== 本文抜粋 ==
2017年6月11日 17/14℃ 曇り時々晴れ
今日はチゴモズの生息調査を兼ねての観察です。
始めにチゴモズとは本州中部以北に夏鳥として渡来しますが個体数が少なく確認されるのは局所的。
一年を通して観察できる普通のモズ(通称・タダモズ)は場所を選ばず目にする機会も多く、開けた農耕地では特に姿を見かけます。
一方チゴモズは林と草地が隣り合ったような環境を好むようで、近年は環境の変化や悪化により個体数は減少傾向。
繁殖に適した林と餌場となる開けた草地とのバランスが大事なようです。
例えて言うならゴルフ場のような場所が住み良い環境になるのかもしれませんが、情報を頂いた以外の確認で私が独自に確認した場所はいずれも沿岸部の防風林や砂防林。
今日は以前から気になっていた県北の松林に足を運び生息調査を行いました。
調査地へ到着し30分ほど探したところで1羽目を確認。
パッと見た目に額から後頸が灰色が印象的で普通のモズと見間違えることはないでしょう。
===
== 与えられた行 ==
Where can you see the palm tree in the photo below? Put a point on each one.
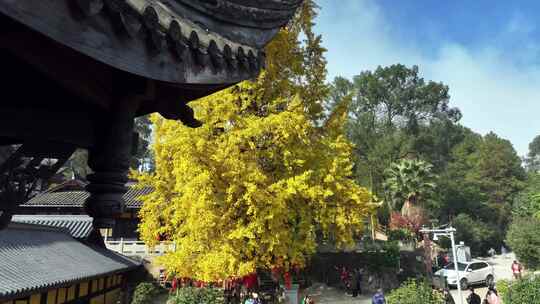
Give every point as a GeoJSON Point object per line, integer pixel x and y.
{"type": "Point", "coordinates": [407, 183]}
===
== 与えられた行 ==
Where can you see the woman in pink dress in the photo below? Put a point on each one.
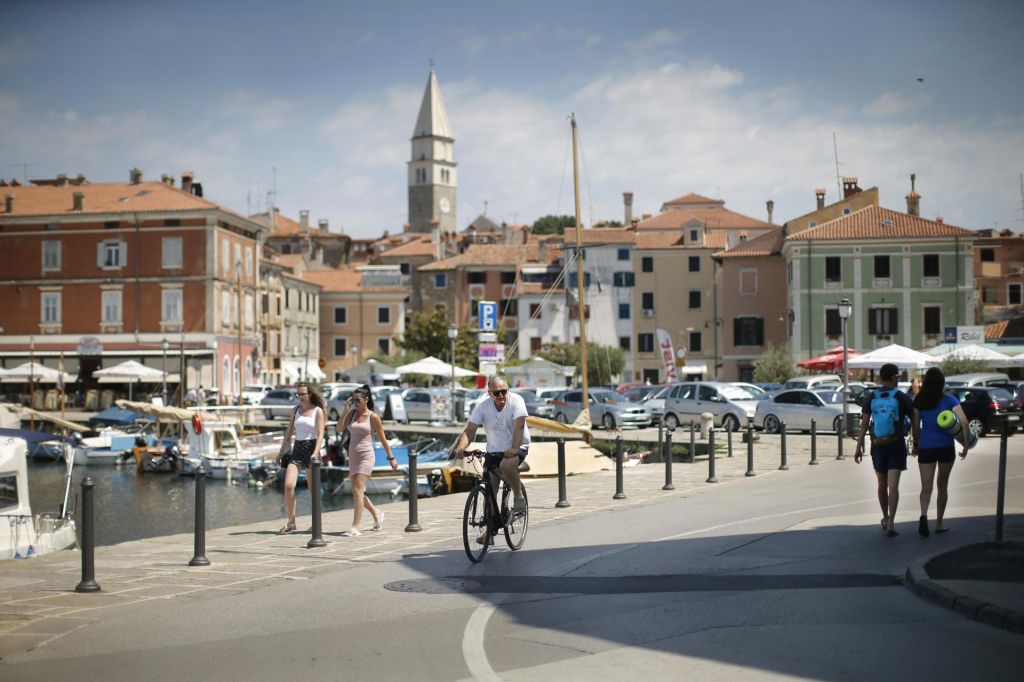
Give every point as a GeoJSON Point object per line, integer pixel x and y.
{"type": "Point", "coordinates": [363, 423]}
===
== 与えられた行 ==
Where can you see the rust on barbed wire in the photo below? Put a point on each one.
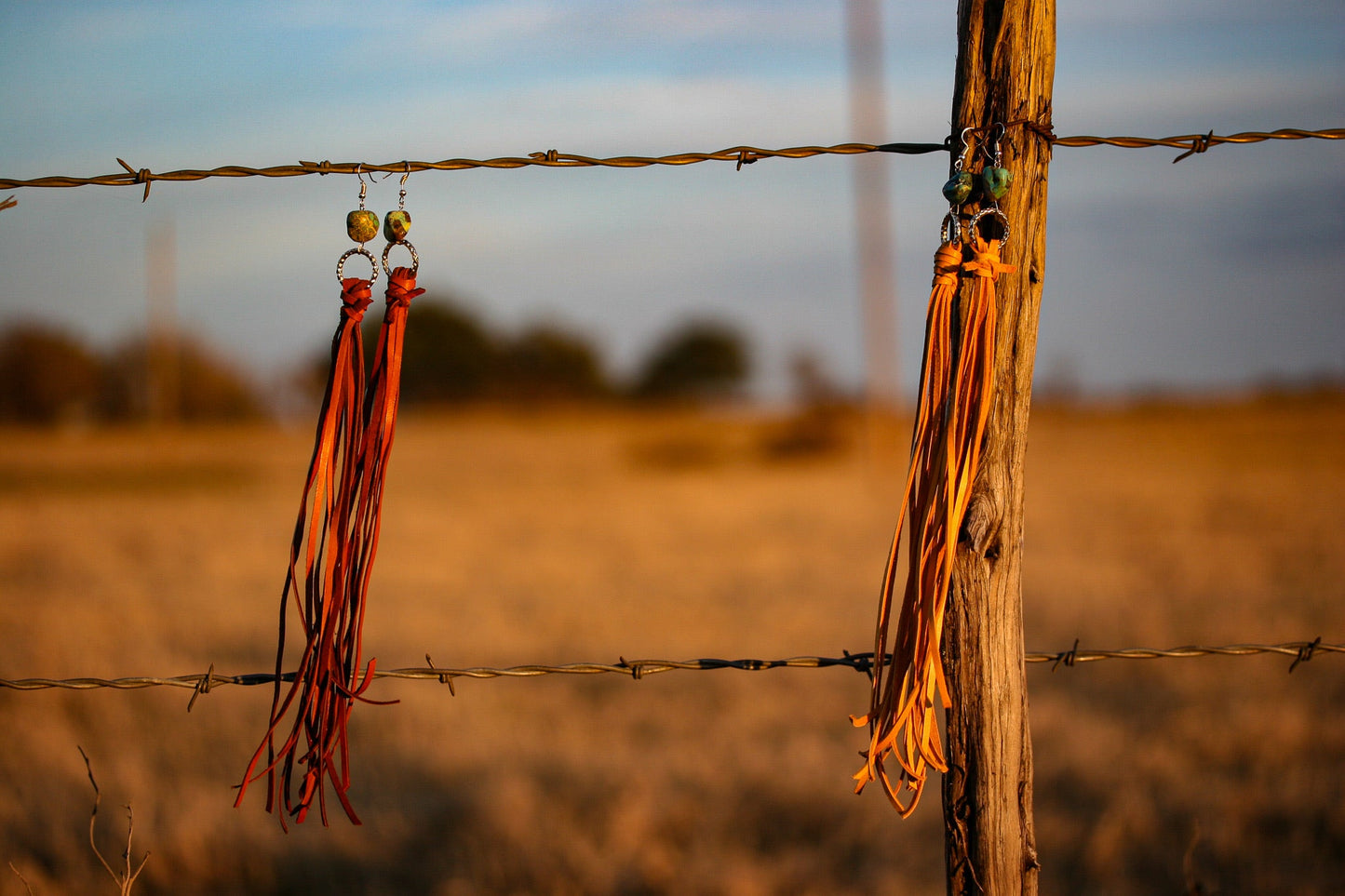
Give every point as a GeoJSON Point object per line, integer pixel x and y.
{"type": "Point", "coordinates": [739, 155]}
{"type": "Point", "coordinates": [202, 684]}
===
取り組む課題:
1. チゴモズの観察記に出てくる語のうち、「林」の前にほかの語が付いてできた語をすべて挙げること。
2. チゴモズの観察記から、「2017年6月11日 17/14℃ 曇り時々晴れ」を含む語句で始まり「耕地では特に姿を見かけます。」で終わる部分を、一字も変えずに書き写すこと。
3. チゴモズの観察記を、最後の文の後から書き継ぐこと。
上の行は使わなくてよい。

順番の回答:
1. 防風林、砂防林、松林

2.
2017年6月11日 17/14℃ 曇り時々晴れ
今日はチゴモズの生息調査を兼ねての観察です。
始めにチゴモズとは本州中部以北に夏鳥として渡来しますが個体数が少なく確認されるのは局所的。
一年を通して観察できる普通のモズ(通称・タダモズ)は場所を選ばず目にする機会も多く、開けた農耕地では特に姿を見かけます。

3.
チゴモズの和名ともなっている稚児とは乳児や幼児のことを言いますが、鳥類において稚児はサイズの小さな意味で使われるので、名前の通り普通のモズに比べるとチゴモズは少し小さめ。
1羽目を確認できたところで何処を拠点に調査をしようか立ち止まって考えていると直ぐそばにチゴモズが飛来。
何か私の様子を見ているようで変に思い確認してみると嘴には虫が咥えられていました。
「これはまずい、近くに巣があるな」
自分で食べる訳でもなく餌を咥え様子を伺っているのは近くに巣がある証拠。
鳥は餌を巣に運搬する際、外敵に巣の場所を知られないようダイレクトに巣へ入らず一度別の場所に止まることが多く、何か異変を感じると餌を咥えたままで巣に入ろうとしません。
速やかに場所を離れ様子を見ていると安全確認ができたようで葉っぱの繁った場所に移動しました。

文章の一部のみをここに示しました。